# What the task asks:
Pull every "blue" line out of the data below.

-------- Given records --------

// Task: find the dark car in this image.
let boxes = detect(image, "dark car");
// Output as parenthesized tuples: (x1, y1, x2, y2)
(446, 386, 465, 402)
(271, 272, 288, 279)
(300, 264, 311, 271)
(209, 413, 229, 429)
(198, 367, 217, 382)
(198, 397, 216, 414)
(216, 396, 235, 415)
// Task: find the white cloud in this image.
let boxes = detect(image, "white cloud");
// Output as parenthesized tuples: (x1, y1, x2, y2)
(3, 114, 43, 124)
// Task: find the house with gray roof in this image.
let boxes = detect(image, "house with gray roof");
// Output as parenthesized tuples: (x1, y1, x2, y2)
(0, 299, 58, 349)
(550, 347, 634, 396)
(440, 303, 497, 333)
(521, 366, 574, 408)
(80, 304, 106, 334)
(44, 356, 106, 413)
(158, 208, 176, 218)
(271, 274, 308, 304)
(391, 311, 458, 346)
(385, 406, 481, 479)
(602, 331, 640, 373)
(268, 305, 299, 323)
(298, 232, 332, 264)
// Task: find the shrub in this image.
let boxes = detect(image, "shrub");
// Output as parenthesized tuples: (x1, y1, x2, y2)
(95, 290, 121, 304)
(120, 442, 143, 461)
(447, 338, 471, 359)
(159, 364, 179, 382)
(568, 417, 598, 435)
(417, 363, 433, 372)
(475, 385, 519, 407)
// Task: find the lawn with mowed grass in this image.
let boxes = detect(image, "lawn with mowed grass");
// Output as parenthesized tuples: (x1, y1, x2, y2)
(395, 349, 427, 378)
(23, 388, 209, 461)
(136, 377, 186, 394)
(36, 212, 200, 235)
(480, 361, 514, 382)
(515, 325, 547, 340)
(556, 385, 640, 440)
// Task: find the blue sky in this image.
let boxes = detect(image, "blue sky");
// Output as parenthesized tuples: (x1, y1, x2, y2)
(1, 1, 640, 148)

--------

# Answer to this task:
// Task: find the blue sky in this image.
let boxes = detect(image, "blue sky");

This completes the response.